WHAT YOU SHOULD DO:
Reproduce the material below word for word, starting at the line that contains "Would you be able to mark the small" and running through the end of the material, with both ends included.

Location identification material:

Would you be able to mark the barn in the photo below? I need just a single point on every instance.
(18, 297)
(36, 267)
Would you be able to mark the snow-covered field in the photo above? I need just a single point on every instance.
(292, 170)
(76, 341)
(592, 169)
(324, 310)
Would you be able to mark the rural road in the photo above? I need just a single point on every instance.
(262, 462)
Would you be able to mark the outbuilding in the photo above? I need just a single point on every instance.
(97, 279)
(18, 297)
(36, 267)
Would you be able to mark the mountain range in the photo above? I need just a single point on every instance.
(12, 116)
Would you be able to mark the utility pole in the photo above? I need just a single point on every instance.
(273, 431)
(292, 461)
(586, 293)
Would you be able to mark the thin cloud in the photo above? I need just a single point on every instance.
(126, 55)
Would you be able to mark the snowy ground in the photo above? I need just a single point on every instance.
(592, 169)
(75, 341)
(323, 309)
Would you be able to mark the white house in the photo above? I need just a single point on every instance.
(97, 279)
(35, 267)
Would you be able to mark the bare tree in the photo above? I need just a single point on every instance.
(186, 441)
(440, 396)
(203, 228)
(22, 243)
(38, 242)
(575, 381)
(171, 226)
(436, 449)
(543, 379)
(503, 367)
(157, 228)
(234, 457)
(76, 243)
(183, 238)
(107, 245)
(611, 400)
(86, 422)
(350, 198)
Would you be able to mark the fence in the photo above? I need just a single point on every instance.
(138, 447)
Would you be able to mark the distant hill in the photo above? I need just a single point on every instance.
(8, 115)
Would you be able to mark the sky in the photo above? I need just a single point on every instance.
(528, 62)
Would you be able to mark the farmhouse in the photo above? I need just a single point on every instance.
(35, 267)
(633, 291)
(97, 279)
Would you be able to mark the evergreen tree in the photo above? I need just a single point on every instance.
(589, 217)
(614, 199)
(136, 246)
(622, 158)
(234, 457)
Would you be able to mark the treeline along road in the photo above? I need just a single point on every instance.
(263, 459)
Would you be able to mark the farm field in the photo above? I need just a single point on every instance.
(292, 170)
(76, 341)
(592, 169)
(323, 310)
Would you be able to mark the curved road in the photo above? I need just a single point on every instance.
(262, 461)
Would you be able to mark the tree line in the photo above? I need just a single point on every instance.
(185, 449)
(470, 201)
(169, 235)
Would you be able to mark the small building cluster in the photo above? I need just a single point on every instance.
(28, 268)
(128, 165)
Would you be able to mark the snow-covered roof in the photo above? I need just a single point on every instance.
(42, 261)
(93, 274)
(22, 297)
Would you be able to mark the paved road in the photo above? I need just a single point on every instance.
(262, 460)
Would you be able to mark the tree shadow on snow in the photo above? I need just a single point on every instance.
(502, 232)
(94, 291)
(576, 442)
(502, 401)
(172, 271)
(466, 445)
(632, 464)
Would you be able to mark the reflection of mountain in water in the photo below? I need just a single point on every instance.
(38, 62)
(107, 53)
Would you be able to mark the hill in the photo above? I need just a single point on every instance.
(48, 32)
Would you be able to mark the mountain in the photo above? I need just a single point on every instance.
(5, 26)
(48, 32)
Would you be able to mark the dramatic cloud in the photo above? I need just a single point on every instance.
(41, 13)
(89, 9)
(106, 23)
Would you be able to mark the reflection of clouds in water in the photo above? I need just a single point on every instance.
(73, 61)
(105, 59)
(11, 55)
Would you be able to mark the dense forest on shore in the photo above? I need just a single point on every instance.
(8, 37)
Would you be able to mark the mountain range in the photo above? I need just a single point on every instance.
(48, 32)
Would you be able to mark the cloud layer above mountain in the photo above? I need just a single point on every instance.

WRITTEN RESPONSE:
Would you be able to mark the small building cluster in the photo above? I need just a single point on every instance.
(28, 268)
(128, 165)
Would you be able to mark the snow-covered roof in the photo above? I need just a single point on every instance.
(42, 261)
(93, 274)
(22, 297)
Would you be able to mark the paved road in the photo above? I need just a single point on every instance.
(262, 460)
Would you be able to mark the tree shadow on snow in the photo above? I need just a single point on every instance.
(502, 232)
(94, 291)
(576, 442)
(502, 401)
(172, 271)
(466, 445)
(632, 464)
Would you be able to mark the reflection of mountain in water in the photo below? I need just a single point on every instance.
(38, 62)
(107, 53)
Would you be able to mark the hill in the photo above? I need just a single point on every instance.
(48, 32)
Would you be able to mark the mountain in the photo above? I need just a single point on every instance.
(5, 26)
(48, 32)
Would you be able to mark the dramatic cloud in the photo above? I need just a single point on every instance.
(41, 13)
(89, 9)
(106, 23)
Would you be able to mark the reflection of clouds in water in the photo above? I need just a single point on every instance.
(73, 61)
(105, 59)
(11, 55)
Would you be able to mark the dense forest on shore in the photo above? I need just a single point on every instance.
(8, 37)
Would you be able to mark the mountain range in the photo above? I need just a single point on every instance.
(48, 32)
Would you be able to mark the cloud layer above mountain in the photo above? I need just a single point on every instance.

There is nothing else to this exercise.